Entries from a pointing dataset
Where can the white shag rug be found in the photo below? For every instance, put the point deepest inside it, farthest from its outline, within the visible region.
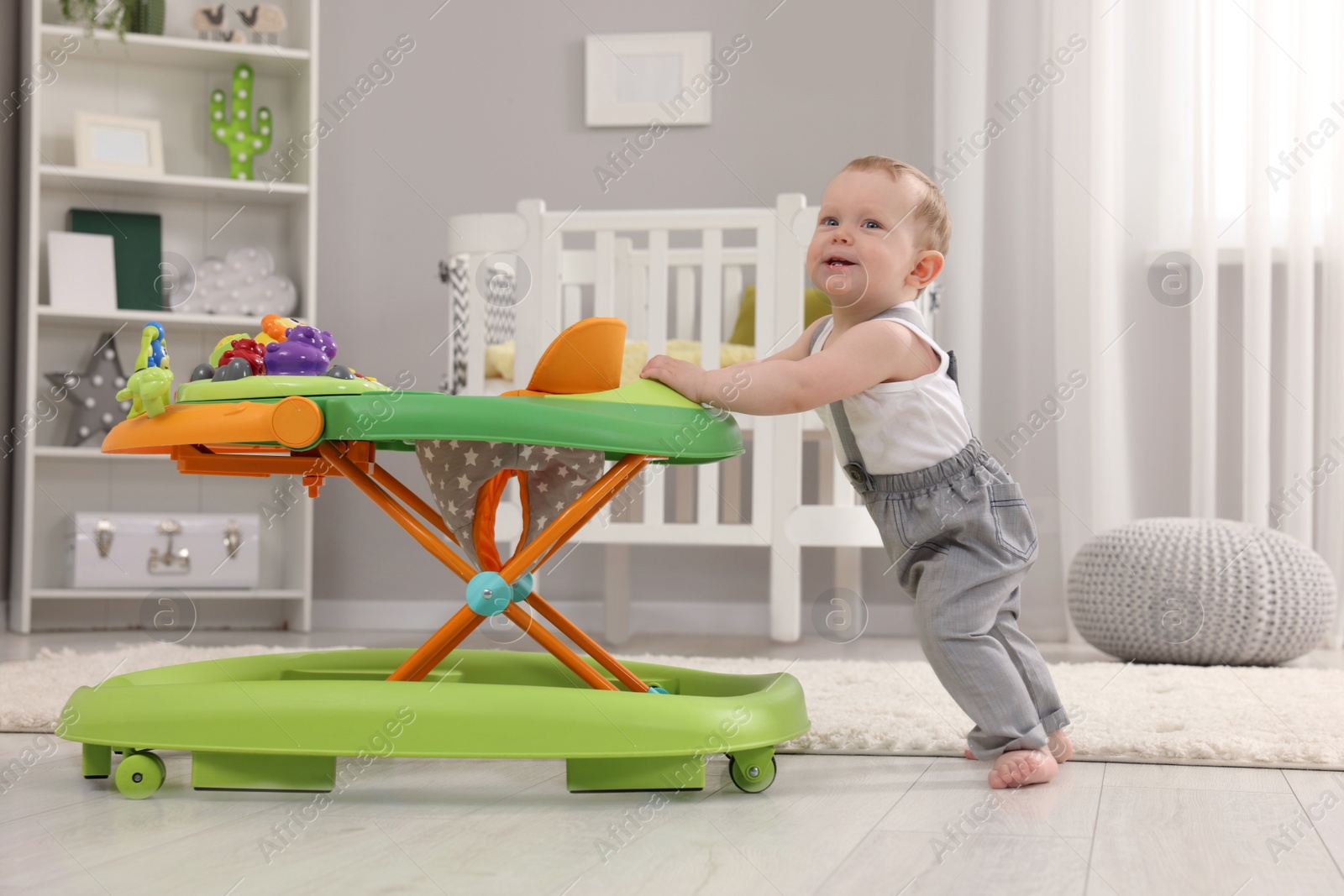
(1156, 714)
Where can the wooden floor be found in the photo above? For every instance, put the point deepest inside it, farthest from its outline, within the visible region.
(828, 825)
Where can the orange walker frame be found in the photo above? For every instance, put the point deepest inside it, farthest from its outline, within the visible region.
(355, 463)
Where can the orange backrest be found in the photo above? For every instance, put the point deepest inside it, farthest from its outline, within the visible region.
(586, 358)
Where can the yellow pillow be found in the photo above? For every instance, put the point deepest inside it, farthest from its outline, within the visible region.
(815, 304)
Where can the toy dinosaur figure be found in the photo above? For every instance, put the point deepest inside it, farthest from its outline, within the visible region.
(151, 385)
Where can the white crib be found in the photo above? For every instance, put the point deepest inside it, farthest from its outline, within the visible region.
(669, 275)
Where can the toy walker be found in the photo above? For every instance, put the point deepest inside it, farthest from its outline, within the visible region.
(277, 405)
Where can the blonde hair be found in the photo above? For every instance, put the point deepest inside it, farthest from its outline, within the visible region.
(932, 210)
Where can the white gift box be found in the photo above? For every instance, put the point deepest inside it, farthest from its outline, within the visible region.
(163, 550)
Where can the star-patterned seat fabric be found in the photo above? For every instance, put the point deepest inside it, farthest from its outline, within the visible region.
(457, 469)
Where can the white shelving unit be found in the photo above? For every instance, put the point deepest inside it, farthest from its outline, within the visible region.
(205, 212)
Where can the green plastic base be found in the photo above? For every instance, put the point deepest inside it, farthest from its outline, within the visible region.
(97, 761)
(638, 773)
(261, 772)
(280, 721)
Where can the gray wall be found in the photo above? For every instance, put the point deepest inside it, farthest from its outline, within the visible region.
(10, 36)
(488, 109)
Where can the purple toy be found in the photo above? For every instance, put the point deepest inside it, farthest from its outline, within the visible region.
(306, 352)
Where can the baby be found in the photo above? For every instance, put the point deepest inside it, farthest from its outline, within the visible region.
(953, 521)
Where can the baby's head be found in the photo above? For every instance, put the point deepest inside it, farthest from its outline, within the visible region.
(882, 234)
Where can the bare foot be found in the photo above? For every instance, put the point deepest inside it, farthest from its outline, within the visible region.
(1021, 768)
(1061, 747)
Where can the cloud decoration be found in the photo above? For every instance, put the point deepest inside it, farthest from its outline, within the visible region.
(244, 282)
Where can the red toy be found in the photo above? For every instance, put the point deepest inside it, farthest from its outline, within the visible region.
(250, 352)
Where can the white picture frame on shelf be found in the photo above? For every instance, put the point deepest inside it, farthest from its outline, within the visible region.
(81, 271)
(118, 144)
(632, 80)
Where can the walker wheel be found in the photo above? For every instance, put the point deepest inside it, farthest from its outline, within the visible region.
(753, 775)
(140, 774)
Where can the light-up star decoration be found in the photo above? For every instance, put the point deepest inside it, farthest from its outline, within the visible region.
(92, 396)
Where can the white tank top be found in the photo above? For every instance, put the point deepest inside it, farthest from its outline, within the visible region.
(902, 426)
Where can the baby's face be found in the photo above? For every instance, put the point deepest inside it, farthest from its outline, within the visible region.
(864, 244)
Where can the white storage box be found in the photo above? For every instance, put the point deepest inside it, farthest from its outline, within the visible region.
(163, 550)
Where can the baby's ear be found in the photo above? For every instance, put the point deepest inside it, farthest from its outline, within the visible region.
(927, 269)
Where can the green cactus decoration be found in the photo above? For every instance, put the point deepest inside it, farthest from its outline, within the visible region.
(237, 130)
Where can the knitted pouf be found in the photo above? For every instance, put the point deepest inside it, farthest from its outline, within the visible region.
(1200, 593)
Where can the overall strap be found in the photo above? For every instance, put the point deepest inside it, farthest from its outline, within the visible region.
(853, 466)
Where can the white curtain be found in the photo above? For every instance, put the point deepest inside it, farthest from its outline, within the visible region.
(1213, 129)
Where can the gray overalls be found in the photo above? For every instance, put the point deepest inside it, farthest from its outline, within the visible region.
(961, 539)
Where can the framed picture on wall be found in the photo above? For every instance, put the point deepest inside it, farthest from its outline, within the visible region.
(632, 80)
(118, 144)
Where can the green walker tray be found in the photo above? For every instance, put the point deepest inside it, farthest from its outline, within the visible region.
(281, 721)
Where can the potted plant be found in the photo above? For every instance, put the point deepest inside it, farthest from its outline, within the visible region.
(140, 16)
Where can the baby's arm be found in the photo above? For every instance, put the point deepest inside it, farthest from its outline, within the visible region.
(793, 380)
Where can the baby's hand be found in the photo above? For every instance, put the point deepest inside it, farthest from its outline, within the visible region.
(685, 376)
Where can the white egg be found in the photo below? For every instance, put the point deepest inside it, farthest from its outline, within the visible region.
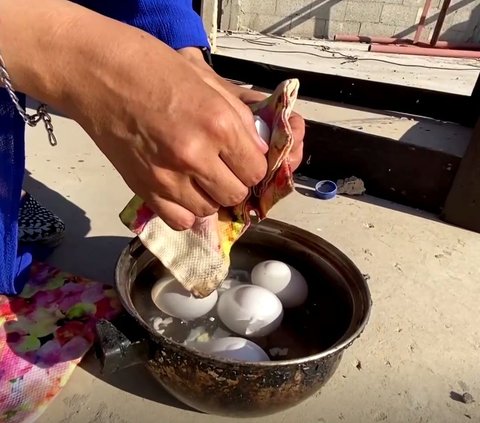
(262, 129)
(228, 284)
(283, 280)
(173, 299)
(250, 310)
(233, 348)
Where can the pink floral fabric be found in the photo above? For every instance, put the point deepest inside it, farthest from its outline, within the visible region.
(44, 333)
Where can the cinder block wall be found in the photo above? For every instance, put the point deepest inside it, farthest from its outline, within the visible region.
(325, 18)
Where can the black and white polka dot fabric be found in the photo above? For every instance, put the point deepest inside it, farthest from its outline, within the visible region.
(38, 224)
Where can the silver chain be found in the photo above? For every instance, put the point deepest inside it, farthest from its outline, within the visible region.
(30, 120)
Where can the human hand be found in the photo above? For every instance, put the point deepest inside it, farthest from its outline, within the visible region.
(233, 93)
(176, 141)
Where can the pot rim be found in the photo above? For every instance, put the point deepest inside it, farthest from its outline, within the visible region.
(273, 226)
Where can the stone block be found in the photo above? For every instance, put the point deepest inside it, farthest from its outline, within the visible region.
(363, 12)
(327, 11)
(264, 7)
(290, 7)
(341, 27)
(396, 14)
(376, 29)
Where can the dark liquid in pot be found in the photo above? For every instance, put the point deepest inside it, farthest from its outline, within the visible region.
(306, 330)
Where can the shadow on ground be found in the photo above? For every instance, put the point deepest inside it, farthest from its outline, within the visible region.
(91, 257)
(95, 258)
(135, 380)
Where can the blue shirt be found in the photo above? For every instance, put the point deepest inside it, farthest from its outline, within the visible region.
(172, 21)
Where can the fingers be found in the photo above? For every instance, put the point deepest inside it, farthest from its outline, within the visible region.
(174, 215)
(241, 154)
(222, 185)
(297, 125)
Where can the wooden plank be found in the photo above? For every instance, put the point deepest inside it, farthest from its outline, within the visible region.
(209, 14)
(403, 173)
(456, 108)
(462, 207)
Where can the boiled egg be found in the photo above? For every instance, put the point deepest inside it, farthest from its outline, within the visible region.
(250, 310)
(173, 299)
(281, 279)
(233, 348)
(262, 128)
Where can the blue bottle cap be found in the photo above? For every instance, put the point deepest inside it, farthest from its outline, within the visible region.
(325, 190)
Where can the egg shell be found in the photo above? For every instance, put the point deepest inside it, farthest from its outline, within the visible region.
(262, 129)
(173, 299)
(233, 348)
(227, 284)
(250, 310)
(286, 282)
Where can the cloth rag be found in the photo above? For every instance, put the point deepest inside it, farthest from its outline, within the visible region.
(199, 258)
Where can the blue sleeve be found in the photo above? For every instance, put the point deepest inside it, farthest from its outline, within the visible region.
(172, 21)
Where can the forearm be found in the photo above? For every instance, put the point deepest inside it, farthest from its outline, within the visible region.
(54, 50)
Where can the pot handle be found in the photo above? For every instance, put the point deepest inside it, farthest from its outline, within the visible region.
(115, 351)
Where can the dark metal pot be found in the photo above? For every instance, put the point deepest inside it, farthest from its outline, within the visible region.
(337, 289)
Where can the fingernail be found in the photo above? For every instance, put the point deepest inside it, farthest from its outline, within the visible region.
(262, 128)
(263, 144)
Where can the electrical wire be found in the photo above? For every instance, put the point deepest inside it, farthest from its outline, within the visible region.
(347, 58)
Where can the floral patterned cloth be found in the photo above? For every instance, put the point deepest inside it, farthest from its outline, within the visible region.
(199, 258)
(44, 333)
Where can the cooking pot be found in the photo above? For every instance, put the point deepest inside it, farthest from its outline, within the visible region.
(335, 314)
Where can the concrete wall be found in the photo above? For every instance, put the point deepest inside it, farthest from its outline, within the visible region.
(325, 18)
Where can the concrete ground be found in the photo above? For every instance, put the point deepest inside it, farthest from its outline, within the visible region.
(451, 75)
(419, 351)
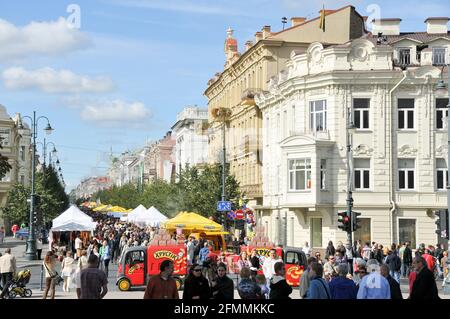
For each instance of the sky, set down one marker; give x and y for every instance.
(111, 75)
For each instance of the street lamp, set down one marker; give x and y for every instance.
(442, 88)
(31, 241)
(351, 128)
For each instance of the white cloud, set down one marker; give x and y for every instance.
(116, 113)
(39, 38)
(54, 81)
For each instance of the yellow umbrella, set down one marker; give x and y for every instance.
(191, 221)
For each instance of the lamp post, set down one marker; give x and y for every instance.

*WHAT YOU HAVE TO DO:*
Return exactly the lines from the line bearing "For each instance of the sky, set" to the end of the records, inclusive of both; include no other lines.

*THE RESULT:*
For each instance of the sky, set down one marker; give x and y for every instance.
(111, 75)
For each instance of the street lamp, set down one marker; give x and y for every instance.
(442, 88)
(31, 241)
(351, 128)
For each instance of the white cloud, set down one marker; give x and y for every instance.
(116, 113)
(39, 38)
(54, 81)
For each instance of the yellow umbrella, set down one marker; give x and y for every instance.
(191, 221)
For each instance of the lamp post, set down one marker; give x and y for every instance.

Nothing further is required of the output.